PROBLEM REQUIREMENTS: Write the line that includes "Practice. Pick out the dense" and all subsequent lines, exactly as written, and nothing more.

DATA EXTRACT:
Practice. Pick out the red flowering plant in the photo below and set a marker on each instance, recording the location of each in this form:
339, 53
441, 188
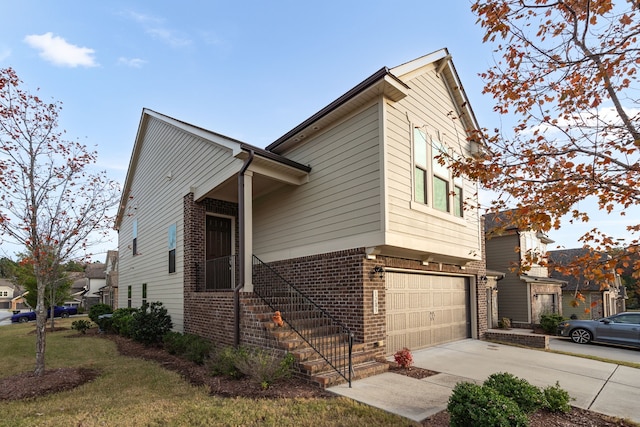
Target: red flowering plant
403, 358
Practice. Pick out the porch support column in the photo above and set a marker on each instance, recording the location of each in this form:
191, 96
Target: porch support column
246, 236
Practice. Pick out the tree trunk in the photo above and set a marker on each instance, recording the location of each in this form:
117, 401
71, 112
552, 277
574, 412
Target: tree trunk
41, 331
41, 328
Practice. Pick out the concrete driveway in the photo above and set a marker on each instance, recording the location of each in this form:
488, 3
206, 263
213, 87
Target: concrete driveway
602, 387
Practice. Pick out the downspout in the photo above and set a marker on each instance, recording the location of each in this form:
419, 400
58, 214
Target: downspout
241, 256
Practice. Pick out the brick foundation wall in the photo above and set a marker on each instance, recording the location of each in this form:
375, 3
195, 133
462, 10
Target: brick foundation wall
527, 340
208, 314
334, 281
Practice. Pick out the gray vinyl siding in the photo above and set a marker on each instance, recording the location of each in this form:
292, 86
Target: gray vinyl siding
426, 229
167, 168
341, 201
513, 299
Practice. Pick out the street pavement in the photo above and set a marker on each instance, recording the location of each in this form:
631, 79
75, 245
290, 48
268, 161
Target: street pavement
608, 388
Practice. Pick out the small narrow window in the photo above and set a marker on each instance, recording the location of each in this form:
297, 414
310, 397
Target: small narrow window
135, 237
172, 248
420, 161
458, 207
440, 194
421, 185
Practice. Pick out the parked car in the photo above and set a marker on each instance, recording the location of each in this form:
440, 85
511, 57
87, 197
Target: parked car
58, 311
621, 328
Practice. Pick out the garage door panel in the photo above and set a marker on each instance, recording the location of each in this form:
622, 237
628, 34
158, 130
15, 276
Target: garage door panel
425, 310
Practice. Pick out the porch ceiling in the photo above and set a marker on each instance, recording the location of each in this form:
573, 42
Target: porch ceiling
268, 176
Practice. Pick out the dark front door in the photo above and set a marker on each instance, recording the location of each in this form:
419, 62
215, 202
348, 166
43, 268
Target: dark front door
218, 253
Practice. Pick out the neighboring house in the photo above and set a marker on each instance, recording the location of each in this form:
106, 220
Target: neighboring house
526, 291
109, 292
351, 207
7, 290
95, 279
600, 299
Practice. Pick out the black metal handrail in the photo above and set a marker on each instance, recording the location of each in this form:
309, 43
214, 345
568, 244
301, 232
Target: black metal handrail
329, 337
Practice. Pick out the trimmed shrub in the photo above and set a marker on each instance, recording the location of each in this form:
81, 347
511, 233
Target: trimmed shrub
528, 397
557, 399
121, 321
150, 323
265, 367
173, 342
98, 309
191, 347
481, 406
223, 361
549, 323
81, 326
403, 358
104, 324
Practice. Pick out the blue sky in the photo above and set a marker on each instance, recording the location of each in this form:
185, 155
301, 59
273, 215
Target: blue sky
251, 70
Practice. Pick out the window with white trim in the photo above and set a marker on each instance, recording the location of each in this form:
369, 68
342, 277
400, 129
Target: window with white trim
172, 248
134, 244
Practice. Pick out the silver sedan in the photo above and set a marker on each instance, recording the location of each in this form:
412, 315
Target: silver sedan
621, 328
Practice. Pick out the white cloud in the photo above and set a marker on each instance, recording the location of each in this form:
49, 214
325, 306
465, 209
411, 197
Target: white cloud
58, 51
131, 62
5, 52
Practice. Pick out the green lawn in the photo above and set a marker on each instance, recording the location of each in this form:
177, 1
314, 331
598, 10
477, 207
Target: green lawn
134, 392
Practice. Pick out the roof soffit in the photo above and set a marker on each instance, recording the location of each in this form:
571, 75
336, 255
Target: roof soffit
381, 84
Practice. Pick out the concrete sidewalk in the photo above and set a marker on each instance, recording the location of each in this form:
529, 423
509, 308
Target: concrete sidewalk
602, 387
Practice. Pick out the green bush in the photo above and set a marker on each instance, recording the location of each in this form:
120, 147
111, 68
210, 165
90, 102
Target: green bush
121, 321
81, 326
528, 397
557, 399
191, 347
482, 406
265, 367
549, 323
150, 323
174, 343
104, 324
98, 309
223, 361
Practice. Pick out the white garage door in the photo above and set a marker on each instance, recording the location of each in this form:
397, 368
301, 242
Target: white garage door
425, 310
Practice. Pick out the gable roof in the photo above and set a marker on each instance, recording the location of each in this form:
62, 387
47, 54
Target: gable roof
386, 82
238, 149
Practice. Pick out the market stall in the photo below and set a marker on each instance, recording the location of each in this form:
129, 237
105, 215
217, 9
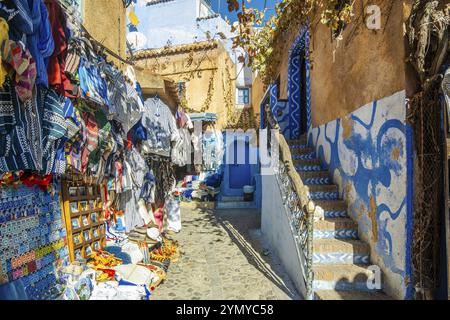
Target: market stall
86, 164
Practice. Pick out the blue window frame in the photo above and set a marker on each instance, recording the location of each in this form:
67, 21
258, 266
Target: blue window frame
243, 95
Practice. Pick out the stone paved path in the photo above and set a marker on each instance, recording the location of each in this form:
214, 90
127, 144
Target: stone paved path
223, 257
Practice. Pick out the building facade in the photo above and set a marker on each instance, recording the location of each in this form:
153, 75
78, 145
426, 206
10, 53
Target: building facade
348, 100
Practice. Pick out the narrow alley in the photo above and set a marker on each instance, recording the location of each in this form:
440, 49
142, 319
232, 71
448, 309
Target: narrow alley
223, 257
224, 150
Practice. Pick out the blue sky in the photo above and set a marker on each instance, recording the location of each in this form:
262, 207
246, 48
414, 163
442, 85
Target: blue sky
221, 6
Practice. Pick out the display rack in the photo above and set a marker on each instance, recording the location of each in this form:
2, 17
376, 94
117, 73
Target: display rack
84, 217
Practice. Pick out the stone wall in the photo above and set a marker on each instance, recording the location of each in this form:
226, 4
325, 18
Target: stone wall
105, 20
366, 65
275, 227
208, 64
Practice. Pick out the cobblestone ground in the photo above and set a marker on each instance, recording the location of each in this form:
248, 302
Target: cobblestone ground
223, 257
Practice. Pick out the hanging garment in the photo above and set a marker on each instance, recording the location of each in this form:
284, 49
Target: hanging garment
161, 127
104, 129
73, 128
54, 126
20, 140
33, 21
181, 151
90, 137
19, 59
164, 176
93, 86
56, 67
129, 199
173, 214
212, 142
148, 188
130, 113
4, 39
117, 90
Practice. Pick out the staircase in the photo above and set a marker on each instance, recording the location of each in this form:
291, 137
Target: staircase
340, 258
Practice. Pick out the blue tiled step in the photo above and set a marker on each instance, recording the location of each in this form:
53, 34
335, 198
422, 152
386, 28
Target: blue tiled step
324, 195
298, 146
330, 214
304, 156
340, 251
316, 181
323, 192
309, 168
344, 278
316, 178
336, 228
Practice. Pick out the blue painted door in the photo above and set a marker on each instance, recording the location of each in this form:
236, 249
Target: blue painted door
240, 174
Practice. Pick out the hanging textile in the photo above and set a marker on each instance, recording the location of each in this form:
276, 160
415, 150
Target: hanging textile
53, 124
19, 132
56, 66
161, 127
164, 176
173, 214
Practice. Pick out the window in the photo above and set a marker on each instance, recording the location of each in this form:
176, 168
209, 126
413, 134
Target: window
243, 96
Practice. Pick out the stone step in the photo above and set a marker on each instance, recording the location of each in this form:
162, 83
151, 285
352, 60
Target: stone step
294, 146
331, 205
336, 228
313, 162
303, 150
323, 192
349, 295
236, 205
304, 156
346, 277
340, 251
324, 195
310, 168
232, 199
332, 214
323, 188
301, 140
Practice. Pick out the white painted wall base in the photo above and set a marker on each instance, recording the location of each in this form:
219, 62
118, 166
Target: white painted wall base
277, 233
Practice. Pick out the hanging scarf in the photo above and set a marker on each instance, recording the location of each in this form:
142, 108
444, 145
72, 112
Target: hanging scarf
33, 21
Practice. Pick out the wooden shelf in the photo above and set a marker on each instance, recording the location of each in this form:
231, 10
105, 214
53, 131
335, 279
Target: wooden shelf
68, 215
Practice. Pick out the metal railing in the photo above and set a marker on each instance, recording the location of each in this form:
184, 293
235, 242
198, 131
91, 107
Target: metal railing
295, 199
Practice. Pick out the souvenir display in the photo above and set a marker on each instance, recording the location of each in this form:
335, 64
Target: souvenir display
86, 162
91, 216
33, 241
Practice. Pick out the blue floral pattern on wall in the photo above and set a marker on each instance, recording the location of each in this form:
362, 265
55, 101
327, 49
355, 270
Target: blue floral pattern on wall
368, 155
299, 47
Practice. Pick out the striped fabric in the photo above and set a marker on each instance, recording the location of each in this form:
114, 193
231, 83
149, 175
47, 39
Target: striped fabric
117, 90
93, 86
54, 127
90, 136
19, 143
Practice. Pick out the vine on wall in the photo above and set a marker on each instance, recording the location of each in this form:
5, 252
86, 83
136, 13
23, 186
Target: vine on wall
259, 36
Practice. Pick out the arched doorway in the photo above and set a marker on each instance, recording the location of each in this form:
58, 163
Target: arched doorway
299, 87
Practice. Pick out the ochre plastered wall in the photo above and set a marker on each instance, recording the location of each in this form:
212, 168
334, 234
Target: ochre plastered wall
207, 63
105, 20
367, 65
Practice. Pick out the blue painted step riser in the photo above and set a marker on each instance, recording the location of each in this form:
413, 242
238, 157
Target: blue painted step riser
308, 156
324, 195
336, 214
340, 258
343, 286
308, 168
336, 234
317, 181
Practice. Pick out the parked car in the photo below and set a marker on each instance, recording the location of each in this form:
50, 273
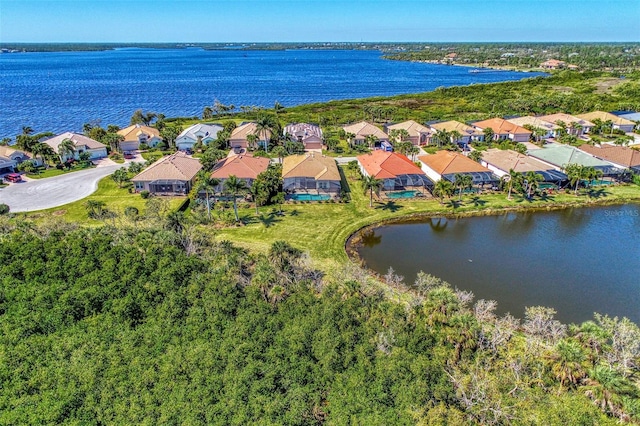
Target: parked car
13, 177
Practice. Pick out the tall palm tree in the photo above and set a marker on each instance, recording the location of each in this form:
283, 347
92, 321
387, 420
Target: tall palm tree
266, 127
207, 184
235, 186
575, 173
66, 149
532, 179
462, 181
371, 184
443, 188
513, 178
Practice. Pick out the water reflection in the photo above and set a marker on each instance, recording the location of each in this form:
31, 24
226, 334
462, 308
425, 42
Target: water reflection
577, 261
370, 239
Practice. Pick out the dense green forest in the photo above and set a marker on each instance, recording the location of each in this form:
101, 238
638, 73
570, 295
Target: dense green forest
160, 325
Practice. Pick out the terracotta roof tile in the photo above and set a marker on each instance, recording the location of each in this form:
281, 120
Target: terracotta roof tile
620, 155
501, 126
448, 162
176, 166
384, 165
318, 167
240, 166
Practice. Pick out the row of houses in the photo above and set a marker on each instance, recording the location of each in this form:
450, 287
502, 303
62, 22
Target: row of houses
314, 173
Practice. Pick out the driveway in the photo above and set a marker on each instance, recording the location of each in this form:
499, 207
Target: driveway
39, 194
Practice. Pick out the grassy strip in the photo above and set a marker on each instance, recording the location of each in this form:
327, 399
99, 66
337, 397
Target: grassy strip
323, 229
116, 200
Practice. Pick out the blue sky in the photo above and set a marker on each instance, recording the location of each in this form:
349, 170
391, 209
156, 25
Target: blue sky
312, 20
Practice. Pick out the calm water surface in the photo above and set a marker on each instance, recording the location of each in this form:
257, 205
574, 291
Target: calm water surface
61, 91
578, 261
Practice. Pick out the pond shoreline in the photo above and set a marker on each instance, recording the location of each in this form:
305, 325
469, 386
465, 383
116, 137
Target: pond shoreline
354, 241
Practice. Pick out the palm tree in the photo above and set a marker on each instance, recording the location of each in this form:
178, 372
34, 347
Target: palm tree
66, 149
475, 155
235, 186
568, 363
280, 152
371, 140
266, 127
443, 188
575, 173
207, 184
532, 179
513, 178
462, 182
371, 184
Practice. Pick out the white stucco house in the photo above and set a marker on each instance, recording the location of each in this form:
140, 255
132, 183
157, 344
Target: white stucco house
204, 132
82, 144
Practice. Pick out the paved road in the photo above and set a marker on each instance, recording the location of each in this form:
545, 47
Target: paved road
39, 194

ANSWER TO THIS PROBLEM:
Practice. Pick out the dense green forest in the photo above and set a marker on each instance, recording the location of each in this form:
101, 238
638, 73
570, 295
Target: dense green forest
160, 325
Practice. Pick out the terracotta roof tile in the photo above and set a marker on each instance, recording the location of each in this form:
281, 120
Target: terracotta roof tile
620, 155
501, 126
448, 162
176, 166
384, 165
318, 167
240, 166
Practice. Pick out the row of houses in the photo above and set a marker on each instance, recording the location of each in this form:
450, 287
502, 303
62, 22
Target: row of houses
314, 173
Practice. Pick out the driveway in the photo above and set a marker on each instance, recording the location of each in this form:
499, 207
Target: driveway
39, 194
Practice. Pick out the grassy strip in the photo above and set a marker on each instance, recording the location of each in this form:
327, 399
99, 66
337, 397
Target: grassy strip
323, 229
116, 200
Practice. Pick out the blue sky in the photo above and set a marker on each instance, recording the location of each in this form:
349, 170
391, 209
156, 25
Target: blue sky
312, 20
Practice. Pick out the calm water surface in the photo above and set a marker on each instance, recording the location of each in this form:
257, 205
574, 291
Target: calm water surface
61, 91
578, 261
Practice. Pick out the pond shoreline in the photo above and set a marker on each instance, recording the location of each in this form:
305, 325
469, 386
465, 383
116, 137
Target: pond shoreline
354, 241
Practice. Pick out the palm tree in the photo above and set a marker on each instance, recording the location of each in this form:
178, 372
34, 347
Target: palm tree
66, 149
475, 155
235, 186
568, 363
280, 152
371, 140
266, 127
443, 188
575, 173
207, 184
532, 179
513, 178
462, 182
371, 184
Practice. Pick out the white stucco house in the photo above and set a marker on each instance, recording the location of each in this form:
140, 255
132, 183
157, 344
Target: white stucco house
204, 132
82, 144
Practice. Pick out the paved road in the photo above and set a marker on each instance, recording the location of each in this form:
545, 47
Target: paved road
39, 194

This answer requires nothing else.